● **SELECTION**:
○ ○ ○ ○

In Fig. 1 we present the simulated r.m.s. errors E(kt) defined by (6) for the two data periods. The growth of the global forecast errors is presented as a function of the zonal scale L defined at the equator as $L=\mathit{\pi }{R}_{e}/k$, where $k=1,\dots ,120$ is the zonal wavenumber and ${R}_{e}=6371$ km is the average Earth radius. In Fig. 2, the errors are normalized by their initial values in each k to show a relative growth as a function of scale. Notice that Fig. 1 uses a linear y-axis whereas Fig. 2 has been drawn using a logarithmic y-axis to better visualize the growth in early stages of the forecasts and therefore the initial ($t=0$) time is not shown.

Figure 1 shows much larger magnitudes of simulated errors in the synoptic and planetary scales than in subsynoptic scales. This is in contrast to the traditional view of initial errors in small scales and their upscale cascade. In global NWP and ensemble systems, there are significant analysis uncertainties at large scales and large initial perturbations at largest scales, especially in the tropics (ŽBT). These perturbations grow from the start of the forecast in all scales as discussed in ŽBT. The growth in small scales quickly leads to saturation and after 2 days scales under 1000 km appear to be saturated. The clear discontinuity at day 10 in subsynoptic scales in Fig. 1(b) is related to the change of the horizontal resolution of the ensemble as described above.

We do not notice a significant difference between the data for December and May in Fig. 1. Some difference can be noticed in the relative growth in Fig. 2. The error growth in baroclinic scales is larger in the northern hemisphere extratropical winter than in summer. This is seen in Fig. 2(a) as a minimum in scales between 2500 and 5000 km. The corresponding zonal wavenumbers are 4–6. This feature of the global data-set is similar to that found in the error statistics at 500 hPa geopotential height in winter.

The smallest growth relative to E(k, 0) is centred around 700 km in both data-sets suggesting that it is a property of the ensemble system. While we do not know the exact reasons, a plausible explanation is the use of singular vectors that maximizes the growth for scales longer than wavenumber 42 during the first 2 days, and do not include the subsynoptc scales. We can also notice in Fig. 2 that the minimum of the relative error growth shifts towards smaller scales during the first 2–3 days of the forecasts until subsynoptic scales become saturated. In 15-day forecast range, E(kt) increases between eight times in the planetary scales and up to twice in mesoscale relative to E(k, 0).

○ ○ ○ ○

● **DATA SUPPLIED**:

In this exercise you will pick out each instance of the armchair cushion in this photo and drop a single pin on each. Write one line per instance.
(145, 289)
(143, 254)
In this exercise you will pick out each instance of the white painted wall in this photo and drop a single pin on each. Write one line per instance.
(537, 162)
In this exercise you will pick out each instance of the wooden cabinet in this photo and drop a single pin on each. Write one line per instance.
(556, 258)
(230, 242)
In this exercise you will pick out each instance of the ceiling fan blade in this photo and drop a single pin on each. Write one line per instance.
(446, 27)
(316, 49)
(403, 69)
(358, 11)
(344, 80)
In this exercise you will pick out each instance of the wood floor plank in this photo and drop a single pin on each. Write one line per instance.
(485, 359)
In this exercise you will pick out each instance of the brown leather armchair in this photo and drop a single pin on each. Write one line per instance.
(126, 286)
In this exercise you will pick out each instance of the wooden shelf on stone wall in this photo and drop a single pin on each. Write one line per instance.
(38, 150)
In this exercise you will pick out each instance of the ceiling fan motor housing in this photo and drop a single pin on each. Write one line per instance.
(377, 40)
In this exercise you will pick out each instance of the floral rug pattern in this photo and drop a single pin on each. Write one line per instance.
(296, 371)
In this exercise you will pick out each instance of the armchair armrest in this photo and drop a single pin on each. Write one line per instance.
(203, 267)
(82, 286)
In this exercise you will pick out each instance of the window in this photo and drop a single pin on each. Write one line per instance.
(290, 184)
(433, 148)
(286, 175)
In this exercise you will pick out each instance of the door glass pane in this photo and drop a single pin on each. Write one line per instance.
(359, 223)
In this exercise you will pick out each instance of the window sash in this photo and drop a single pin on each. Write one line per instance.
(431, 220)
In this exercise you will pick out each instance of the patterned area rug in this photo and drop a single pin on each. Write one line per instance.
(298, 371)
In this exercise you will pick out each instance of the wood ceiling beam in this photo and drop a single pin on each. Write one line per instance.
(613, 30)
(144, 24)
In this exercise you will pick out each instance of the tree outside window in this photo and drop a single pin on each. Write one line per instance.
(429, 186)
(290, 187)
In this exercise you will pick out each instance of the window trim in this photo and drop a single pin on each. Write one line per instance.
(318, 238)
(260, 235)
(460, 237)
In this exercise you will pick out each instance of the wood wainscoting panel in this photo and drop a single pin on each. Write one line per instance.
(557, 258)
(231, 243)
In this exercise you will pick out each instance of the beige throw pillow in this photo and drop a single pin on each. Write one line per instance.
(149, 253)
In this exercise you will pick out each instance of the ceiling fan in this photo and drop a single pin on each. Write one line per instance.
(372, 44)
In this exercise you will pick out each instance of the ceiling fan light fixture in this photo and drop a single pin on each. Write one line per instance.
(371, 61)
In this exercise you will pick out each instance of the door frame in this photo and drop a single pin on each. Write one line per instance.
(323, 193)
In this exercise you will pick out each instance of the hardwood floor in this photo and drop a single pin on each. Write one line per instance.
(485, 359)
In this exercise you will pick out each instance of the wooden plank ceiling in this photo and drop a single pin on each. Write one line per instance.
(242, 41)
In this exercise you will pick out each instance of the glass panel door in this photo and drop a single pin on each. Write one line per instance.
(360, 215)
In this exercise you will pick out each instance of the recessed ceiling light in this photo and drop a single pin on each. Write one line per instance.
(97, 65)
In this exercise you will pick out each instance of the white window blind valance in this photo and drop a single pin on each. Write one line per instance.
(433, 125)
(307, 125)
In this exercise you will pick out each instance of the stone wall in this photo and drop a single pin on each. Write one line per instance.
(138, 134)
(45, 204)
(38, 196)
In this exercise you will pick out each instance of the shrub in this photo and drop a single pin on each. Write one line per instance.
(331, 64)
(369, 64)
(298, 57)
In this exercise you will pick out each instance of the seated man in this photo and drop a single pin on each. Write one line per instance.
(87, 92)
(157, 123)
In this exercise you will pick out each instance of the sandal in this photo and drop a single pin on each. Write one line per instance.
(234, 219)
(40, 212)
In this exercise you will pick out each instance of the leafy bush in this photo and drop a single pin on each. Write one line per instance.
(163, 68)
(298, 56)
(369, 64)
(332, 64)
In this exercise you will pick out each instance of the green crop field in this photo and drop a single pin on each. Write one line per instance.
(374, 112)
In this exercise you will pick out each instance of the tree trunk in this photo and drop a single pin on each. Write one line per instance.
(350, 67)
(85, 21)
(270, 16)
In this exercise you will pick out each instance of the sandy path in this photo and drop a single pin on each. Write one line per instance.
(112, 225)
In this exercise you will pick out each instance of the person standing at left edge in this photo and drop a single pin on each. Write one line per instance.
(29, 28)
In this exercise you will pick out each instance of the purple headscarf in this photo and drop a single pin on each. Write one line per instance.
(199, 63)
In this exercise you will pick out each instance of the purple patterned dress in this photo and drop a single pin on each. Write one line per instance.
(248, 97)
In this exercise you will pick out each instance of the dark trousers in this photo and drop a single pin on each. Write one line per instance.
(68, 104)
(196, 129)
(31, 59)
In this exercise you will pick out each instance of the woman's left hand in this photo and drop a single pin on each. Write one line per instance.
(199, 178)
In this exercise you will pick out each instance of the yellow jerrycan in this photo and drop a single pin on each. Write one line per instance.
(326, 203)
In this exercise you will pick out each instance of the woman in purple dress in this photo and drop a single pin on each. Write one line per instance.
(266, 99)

○ ○ ○ ○

● **TASKS AND EXERCISES**:
(1) What average Earth radius does the passage on forecast error growth use?
(2) Write the next part of the passage on forecast error growth, starting after its last sentence.
The rows were taken from a different source than the passage on forecast error growth.

● **THE RESPONSES**:
(1) 6371 km

(2)
Studies addressing dependence of forecast error growth on horizontal scale are rare. Such evaluation was carried out by the mentioned study of Simmons (2006) who differentiated between a rapid growth and a quick saturation of errors in small scales and a slowly evolving component of error afterward. The former is likely a result of intrinsic dynamics with small temporal as well as spatial scales whereas the latter may be directly forced by large-scale dynamical and thermodynamical processes that have much slower intrinsic error growth rates. This forcing of small-scale errors by larger mesoscale and synoptic scales processes may be the reason for the apparent shifts towards smaller scales during the first 2–3 days in Fig. 2. As the two data-sets show very similar properties, the results will be presented for the May 2015 data-set which is longer. We shall discuss the shorter data-set to show that the function fitting can be successfully applied also to shorted forecasts.

3.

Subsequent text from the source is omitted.